RECORDED DATA:
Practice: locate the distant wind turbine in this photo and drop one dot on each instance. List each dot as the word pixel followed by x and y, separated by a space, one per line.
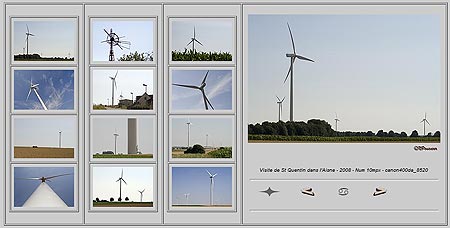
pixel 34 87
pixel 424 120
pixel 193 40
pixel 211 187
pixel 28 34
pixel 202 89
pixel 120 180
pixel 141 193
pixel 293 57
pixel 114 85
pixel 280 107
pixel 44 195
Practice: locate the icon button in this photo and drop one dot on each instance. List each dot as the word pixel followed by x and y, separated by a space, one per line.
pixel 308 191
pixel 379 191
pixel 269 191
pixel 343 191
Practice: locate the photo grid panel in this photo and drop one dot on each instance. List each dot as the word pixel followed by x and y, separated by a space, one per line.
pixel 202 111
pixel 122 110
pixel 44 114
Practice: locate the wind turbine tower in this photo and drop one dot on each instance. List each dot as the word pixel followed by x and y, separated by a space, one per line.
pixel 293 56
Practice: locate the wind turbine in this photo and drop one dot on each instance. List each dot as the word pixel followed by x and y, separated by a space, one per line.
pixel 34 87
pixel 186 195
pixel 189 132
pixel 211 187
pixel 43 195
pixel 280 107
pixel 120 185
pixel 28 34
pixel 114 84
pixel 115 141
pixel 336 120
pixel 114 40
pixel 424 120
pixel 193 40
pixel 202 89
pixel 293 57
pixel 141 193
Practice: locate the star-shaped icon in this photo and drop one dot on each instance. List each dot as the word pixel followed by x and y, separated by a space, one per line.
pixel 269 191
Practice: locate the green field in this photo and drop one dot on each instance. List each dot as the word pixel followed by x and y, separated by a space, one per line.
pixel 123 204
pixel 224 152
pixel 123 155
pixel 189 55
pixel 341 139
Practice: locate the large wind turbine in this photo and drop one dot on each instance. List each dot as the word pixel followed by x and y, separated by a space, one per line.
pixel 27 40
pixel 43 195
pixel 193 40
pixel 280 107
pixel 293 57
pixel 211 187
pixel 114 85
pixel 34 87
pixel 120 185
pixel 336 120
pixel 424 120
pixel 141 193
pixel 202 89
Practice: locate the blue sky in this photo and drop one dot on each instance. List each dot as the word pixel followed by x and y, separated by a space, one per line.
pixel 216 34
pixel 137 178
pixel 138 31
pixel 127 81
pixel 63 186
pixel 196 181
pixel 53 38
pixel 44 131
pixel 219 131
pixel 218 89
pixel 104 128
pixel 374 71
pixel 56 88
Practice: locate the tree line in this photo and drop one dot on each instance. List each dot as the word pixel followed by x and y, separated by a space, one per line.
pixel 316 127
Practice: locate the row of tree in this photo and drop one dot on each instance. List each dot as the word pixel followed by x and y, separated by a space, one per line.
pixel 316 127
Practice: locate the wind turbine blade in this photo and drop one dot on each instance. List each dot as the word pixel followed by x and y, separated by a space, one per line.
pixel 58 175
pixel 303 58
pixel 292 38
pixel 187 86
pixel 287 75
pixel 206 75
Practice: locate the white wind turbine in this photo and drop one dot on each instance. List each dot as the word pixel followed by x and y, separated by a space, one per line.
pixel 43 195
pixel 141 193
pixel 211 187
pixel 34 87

GIVEN PROBLEM: Render the data from the line containing "Practice: locate the tree" through the final line of the data as a JSON list of strings, with one string per line and blank lines omitted.

RESPONSE TO THIS EXERCISE:
[
  "Practice: locate the tree line in this photo and drop one dot on each instance. List each dot as the word pixel followed by x and y, separated by a space, one per line.",
  "pixel 316 127",
  "Practice: locate the row of tree in this photo and drop one dot on each instance. List each dot as the word pixel followed by x and y, separated by a space, one per line.",
  "pixel 316 127",
  "Practice: locate the wind turbine blade in this photo and drop one dot on each instance. List each dot as the word pixel followed by x and y, separated by a space, one per line.",
  "pixel 58 175",
  "pixel 303 58",
  "pixel 292 38",
  "pixel 187 86",
  "pixel 287 75",
  "pixel 206 75",
  "Practice: locate the white wind turbine in this photo and drop one dot on each instance. List each dot as the word pixel followed by x and y, separated by a space, one per line.",
  "pixel 43 195",
  "pixel 141 193",
  "pixel 211 187",
  "pixel 34 87"
]